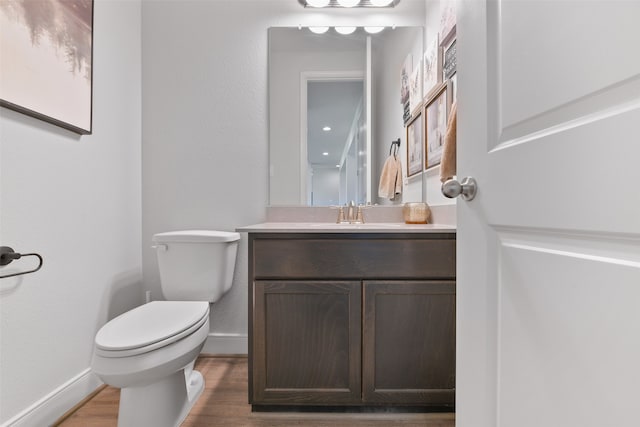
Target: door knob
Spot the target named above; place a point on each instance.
(451, 188)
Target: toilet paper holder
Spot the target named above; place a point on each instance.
(8, 255)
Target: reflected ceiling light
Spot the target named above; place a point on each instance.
(318, 3)
(373, 30)
(348, 3)
(319, 30)
(381, 3)
(345, 30)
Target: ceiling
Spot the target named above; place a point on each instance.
(334, 104)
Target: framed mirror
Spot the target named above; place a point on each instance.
(334, 109)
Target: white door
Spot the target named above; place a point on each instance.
(549, 250)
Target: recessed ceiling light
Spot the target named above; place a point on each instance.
(373, 30)
(318, 3)
(345, 30)
(319, 30)
(348, 3)
(381, 3)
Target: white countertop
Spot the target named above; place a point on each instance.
(321, 227)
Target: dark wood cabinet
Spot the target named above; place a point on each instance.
(307, 342)
(352, 319)
(408, 344)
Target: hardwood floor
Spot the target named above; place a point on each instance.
(224, 403)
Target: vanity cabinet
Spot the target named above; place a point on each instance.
(352, 319)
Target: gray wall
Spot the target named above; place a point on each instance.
(205, 123)
(77, 201)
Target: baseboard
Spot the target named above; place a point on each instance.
(233, 344)
(47, 410)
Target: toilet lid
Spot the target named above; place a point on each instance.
(152, 323)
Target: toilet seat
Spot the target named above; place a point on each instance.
(149, 327)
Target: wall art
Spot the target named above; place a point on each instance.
(47, 60)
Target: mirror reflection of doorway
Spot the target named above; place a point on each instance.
(335, 141)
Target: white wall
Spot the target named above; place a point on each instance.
(205, 123)
(76, 201)
(433, 184)
(389, 54)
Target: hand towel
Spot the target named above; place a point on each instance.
(448, 163)
(390, 178)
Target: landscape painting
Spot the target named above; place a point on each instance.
(46, 48)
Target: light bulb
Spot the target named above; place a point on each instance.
(317, 3)
(381, 3)
(348, 3)
(319, 30)
(373, 30)
(345, 30)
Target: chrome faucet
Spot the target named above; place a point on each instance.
(353, 214)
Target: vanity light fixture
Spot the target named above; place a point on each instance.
(319, 30)
(348, 3)
(345, 30)
(318, 3)
(373, 30)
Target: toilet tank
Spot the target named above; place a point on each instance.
(196, 265)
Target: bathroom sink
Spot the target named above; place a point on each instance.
(332, 227)
(372, 225)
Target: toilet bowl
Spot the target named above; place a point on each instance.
(149, 352)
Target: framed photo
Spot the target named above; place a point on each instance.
(405, 75)
(415, 89)
(432, 64)
(436, 127)
(47, 61)
(450, 62)
(415, 141)
(447, 21)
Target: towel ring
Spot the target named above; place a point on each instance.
(8, 255)
(394, 144)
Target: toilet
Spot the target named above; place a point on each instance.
(149, 352)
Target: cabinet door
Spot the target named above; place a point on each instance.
(409, 342)
(306, 341)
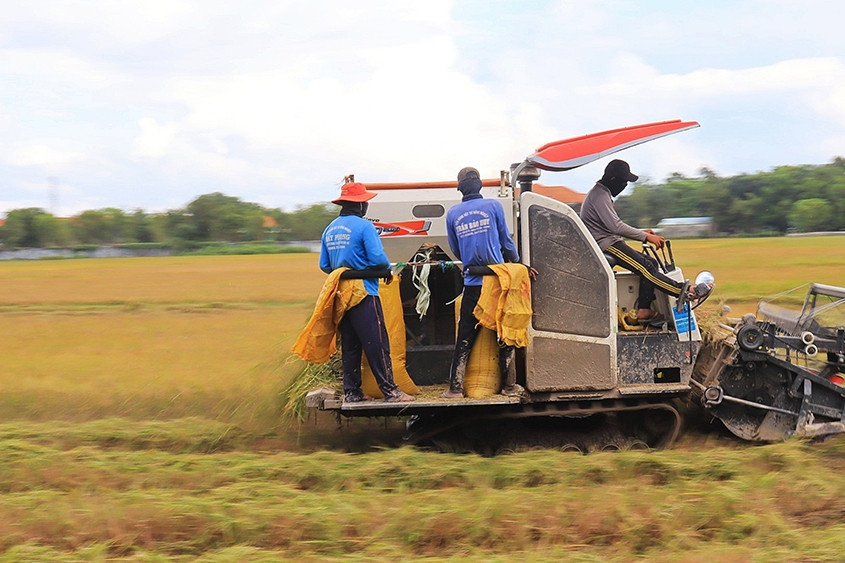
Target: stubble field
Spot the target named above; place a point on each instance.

★ ★ ★

• To do:
Print every record above exactly as written, leaving out the pictures.

• Answer to this exercise:
Target: door knob
Spot the target named above; place a point on each instance.
(451, 188)
Target: toilet paper holder
Spot the target named above; place a point on each instance.
(8, 255)
Target: reflected ceiling light
Spot the target named above; place a point on each instance.
(318, 3)
(373, 30)
(348, 3)
(319, 30)
(381, 3)
(345, 30)
Target: ceiling
Spot the target named above; place a point on each instance.
(334, 104)
Target: framed mirror
Spot the target named above; place a point on each instance.
(334, 109)
Target: white door
Spot the target named above; place a point on each instance.
(549, 250)
Target: recessed ceiling light
Spot the target named above; place a point on each instance.
(373, 30)
(318, 3)
(345, 30)
(319, 30)
(348, 3)
(381, 3)
Target: white countertop
Spot the target named above; place a point on each instance.
(321, 227)
Target: dark wood cabinet
Spot the target named above; place a point on each instance.
(307, 342)
(352, 319)
(408, 344)
Target: hardwood floor
Spot the target named above; place a point on each instance.
(224, 403)
Target: vanity cabinet
Spot the target named above; place a point on each instance.
(352, 319)
Target: gray wall
Spot the target named above; place a point on each instance.
(205, 123)
(77, 201)
Target: baseboard
Spot the target named above; place a point on each instance.
(233, 344)
(47, 410)
Target: toilet lid
Spot the target named above; place a point on each instance.
(152, 323)
Target: toilet seat
Spot the target named above; place a point on each instance.
(149, 327)
Target: wall art
Spot the target named above; place a point on each instance.
(47, 60)
Target: mirror reflection of doorway
Spot the target named above; place a point on each instance.
(335, 141)
Target: white wall
Spot the target named above; place a point on each instance.
(205, 123)
(76, 201)
(433, 184)
(389, 54)
Target: hand towel
Spot the target named above; place a point on each instance.
(448, 163)
(390, 178)
Target: landscape painting
Spot the target named above; place a point on each instance.
(46, 48)
Target: light bulb
Spot the target named above; place a point on each instance.
(317, 3)
(381, 3)
(348, 3)
(319, 30)
(373, 30)
(345, 30)
Target: chrome faucet
Spot the target named above; place a point on each instance.
(353, 214)
Target: vanity light fixture
Spot the target named above; place a point on each instance.
(319, 30)
(348, 3)
(345, 30)
(318, 3)
(373, 30)
Target: toilet tank
Spot the target named above; place a point on each instance.
(196, 265)
Target: bathroom sink
Spot the target named above; place a point on each instance.
(332, 227)
(372, 225)
Target: toilet bowl
Spot the target named above; place a point on each instance.
(149, 352)
Target: framed photo
Spot the target named above; place a point on each instance.
(405, 75)
(415, 89)
(432, 64)
(436, 127)
(47, 61)
(450, 62)
(415, 141)
(447, 21)
Target: towel ring
Spot the target named above; place a point on each instance.
(8, 255)
(394, 144)
Target: toilet
Spot the target named above; place a point on each instance.
(149, 352)
Target: cabinet door
Spot the target named above; place a point on each instance.
(409, 342)
(306, 341)
Target: stubble field
Spot the target named above; place a point on each instance.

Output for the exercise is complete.